La marque n’est ainsi que la conséquence d’un produit qui a su s’imposer sur un marché. Elle constitue une rationalisation de l’offre autour d’aspects tangibles (le prix et la qualité du produit ou du service offert) et intangibles tels que la sensorialité de la marque (son goût, ses couleurs, son odeur), la narration de la marque à travers son histoire et l’imaginaire qu’elle a construit et enfin les valeurs qui lui sont associées. Dans cette perspective, ce sont les attributs produits qui, le plus souvent, participent à définir les éléments identitaires de la marque. On créée d’abord, on associe ensuite un imaginaire et des valeurs autour du produit ou du service concerné. L’exigence pour les gestionnaires de la marque est ensuite de ne pas creuser l’écart entre l’imaginaire, les valeurs associées à la marque et le produit originel.

La formulation de la promesse associée au produit ou au service a été mise à mal par les évolutions récentes liées à l’explosion de la RSE, qui est venue remettre en cause de nombreux paramètres techniques du produit (process de fabrication, matières utilisées, gaspillage associé, etc.) et des réseaux sociaux, qui ont exposé les marques à la critique et les ont forcées à une plus forte transparence révélant parfois au grand jour leurs faiblesses sur ces sujets.

Contexte et problématique : une expérience de reverse branding

Landor

Landor est une entreprise internationale de services de gestion de la marque, de design et de conseils. Entreprise du plus important réseau d'agences de publicité et de communication mondial WPP, Landor compte 24 bureaux dans 18 pays différents.

L’histoire de ce projet de reverse branding commence en 2011, au moment où Luc Speisser est nommé Président de Landor Paris, cinq ans après avoir rejoint l’agence pour créer ex nihilo l’équipe Stratégie. À cette époque l’agence reste essentiellement perçue comme le bureau français d’un groupe international et de ses clients internationaux et sa réputation créative n’est pas bonne : aucun prix créatif international d’envergure (Cannes Lions, D&AD Award ou Effie) ne lui a jamais été attribué. Or, ces prix sont pour les clients des gages de créativité et de succès futurs pour leurs produits.

L’équipe décide de tenter quelque chose de radicalement nouveau : créer des marques ex nihilo, sans demande préalable de leurs clients. Pas seulement des logos mais des modèles d’affaires innovants et des marques qui leur correspondent.

Less

Less naît en juin 2013. Une partie de l’équipe Landor Paris assiste alors au Festival des Cannes Lions, un rassemblement annuel d’une semaine destiné à découvrir les meilleures créations en publicité et communication, à rencontrer, à échanger et à débattre avec ses pairs et ses clients. C’est en parcourant les allées du Palais des Festivals que le directeur de création et celui de la stratégie font des constats qui forment la première ébauche du concept Less. Le directeur fait le constat suivant :

En dehors des ONG, très peu de marques, traitent de développement durable. En fait, elles continuent de célébrer le toujours plus beau, le toujours plus grand, le toujours plus technologique, le toujours plus nouveau. Bref, le toujours plus. Et si, contrairement à ce qu’on nous a appris et toujours répété en marketing, on célébrait le moins, et non le plus ou le mieux ? Une marque qui s’appellerait Less et qui permettrait de consommer moins de matière, moins d’énergie, une marque qui contiendrait moins de composants nocifs ?

**DONNÉES ENREGISTRÉES**.
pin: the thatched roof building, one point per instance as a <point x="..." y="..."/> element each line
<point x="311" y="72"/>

**CONSIGNE**. Relevez les prix créatifs internationaux que cite l'extrait sur le reverse branding. Le listing ci-dessus n'est pas nécessaire.

**RÉPONSE RÉDIGÉE**. Cannes Lions, D&AD Award, Effie